▸ **About this exercise**:
Lines before the one containing "159L292 170H304L313 165L306" are to be skipped; reproduce that line and the rest of the records below exactly.

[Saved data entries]
*** Begin section ***

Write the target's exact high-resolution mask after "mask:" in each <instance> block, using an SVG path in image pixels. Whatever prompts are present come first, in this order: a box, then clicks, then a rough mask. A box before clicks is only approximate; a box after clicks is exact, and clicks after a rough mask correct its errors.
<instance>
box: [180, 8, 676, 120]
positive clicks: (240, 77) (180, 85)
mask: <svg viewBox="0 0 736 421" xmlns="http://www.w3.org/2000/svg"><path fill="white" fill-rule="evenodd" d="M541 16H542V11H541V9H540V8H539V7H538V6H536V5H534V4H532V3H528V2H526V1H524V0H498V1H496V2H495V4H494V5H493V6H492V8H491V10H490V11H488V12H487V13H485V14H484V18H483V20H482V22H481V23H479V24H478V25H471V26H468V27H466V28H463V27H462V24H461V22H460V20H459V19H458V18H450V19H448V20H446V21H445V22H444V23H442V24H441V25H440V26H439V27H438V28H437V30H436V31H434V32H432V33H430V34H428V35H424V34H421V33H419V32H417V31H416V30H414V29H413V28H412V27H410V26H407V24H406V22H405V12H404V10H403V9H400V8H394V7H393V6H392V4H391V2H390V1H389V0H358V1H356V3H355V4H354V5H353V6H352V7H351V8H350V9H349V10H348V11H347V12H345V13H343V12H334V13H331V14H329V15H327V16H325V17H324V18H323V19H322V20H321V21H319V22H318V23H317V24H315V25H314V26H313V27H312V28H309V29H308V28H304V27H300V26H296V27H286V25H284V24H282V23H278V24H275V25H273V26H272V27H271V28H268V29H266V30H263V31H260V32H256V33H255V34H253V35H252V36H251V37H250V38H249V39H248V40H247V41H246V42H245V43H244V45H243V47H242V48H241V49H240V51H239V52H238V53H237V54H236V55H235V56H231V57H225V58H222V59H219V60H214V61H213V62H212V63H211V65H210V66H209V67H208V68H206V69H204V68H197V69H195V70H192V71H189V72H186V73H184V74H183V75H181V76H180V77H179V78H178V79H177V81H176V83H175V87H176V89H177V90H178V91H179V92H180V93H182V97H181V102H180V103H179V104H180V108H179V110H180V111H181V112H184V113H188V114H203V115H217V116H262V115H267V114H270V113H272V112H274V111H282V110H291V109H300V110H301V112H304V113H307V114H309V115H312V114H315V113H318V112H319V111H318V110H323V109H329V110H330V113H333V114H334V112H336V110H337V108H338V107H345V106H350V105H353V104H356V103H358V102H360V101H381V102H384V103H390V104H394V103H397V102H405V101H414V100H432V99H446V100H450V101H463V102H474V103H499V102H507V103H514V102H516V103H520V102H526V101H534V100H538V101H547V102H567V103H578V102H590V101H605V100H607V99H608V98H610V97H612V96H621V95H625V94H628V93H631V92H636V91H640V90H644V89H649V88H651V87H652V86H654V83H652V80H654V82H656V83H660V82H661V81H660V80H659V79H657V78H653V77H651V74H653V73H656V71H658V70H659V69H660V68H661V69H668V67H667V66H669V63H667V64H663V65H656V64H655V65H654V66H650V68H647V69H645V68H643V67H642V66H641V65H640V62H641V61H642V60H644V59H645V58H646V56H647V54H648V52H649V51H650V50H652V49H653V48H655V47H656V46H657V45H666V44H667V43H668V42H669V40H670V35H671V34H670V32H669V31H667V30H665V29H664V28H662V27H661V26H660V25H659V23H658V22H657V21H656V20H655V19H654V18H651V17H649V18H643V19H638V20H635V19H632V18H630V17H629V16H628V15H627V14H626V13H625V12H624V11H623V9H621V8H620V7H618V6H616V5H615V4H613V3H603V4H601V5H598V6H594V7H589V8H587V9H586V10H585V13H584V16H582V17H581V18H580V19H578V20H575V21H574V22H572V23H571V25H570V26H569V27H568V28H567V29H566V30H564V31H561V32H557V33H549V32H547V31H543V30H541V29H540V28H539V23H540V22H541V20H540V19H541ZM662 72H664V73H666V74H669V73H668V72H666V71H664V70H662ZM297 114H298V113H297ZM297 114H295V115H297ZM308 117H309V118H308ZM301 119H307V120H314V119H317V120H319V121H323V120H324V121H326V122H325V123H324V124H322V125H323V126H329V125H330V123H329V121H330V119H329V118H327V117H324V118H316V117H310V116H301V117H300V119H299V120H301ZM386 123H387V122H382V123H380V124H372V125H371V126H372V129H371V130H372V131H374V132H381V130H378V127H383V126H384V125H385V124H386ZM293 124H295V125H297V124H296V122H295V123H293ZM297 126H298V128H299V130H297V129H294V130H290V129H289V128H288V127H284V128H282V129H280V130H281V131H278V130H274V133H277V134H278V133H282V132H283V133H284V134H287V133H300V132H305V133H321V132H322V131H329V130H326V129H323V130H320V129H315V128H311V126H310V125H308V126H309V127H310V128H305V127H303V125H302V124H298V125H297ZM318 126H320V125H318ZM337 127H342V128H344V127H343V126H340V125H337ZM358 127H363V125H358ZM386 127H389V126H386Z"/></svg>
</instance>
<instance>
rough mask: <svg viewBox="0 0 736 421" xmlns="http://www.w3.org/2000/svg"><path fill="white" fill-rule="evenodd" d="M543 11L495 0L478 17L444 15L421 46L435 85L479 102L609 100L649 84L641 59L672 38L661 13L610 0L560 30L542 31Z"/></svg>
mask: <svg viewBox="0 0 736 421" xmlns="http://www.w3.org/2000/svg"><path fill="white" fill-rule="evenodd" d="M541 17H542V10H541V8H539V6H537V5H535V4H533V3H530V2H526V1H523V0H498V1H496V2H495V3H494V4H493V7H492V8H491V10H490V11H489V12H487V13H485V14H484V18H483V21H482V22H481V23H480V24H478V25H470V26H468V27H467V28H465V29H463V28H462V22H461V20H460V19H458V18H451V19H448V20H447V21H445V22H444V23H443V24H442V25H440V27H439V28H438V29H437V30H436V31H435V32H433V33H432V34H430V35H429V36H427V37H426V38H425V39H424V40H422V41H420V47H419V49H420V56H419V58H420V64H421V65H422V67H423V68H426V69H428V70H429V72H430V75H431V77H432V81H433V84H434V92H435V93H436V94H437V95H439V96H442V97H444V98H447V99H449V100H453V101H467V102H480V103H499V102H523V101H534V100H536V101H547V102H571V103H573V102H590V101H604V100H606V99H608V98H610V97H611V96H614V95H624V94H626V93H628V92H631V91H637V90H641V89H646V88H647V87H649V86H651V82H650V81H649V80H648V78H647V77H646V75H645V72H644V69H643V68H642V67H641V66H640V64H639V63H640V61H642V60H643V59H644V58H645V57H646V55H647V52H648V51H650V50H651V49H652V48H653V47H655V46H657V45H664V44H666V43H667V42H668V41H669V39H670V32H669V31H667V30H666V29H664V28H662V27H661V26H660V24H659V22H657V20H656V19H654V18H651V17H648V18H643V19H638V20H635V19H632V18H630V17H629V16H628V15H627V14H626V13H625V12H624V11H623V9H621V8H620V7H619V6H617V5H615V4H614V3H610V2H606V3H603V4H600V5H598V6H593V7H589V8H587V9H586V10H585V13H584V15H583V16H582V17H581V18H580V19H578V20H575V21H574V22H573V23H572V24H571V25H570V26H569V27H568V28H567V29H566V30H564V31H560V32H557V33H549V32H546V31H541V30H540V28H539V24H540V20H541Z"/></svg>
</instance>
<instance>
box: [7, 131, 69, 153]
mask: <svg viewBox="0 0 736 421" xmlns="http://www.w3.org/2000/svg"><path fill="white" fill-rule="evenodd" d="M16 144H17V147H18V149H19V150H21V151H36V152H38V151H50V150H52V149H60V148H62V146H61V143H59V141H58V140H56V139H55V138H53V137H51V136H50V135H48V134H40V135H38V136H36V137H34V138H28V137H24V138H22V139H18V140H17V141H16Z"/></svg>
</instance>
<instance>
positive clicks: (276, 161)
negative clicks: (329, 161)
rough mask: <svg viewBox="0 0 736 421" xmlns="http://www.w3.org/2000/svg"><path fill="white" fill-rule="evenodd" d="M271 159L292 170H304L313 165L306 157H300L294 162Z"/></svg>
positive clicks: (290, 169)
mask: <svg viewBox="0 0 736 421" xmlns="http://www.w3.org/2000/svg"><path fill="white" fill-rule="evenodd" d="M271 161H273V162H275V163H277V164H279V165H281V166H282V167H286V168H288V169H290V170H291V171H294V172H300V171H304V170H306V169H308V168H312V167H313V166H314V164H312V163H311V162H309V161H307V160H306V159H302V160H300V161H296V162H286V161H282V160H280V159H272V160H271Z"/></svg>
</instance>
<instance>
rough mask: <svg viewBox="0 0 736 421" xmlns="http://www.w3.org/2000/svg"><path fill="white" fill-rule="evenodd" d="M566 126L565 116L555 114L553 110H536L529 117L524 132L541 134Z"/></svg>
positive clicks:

*** End section ***

▸ **Reply**:
rough mask: <svg viewBox="0 0 736 421" xmlns="http://www.w3.org/2000/svg"><path fill="white" fill-rule="evenodd" d="M271 159L292 170H304L313 165L306 157H300L294 162Z"/></svg>
positive clicks: (290, 169)
mask: <svg viewBox="0 0 736 421" xmlns="http://www.w3.org/2000/svg"><path fill="white" fill-rule="evenodd" d="M271 161H273V162H275V163H277V164H279V165H281V166H282V167H286V168H288V169H290V170H291V171H294V172H300V171H304V170H306V169H308V168H312V167H313V166H314V164H312V163H311V162H309V161H307V160H306V159H302V160H300V161H296V162H286V161H282V160H280V159H272V160H271Z"/></svg>
</instance>
<instance>
rough mask: <svg viewBox="0 0 736 421" xmlns="http://www.w3.org/2000/svg"><path fill="white" fill-rule="evenodd" d="M566 126L565 116L555 114L553 110H536L529 117L524 132L541 134Z"/></svg>
positive clicks:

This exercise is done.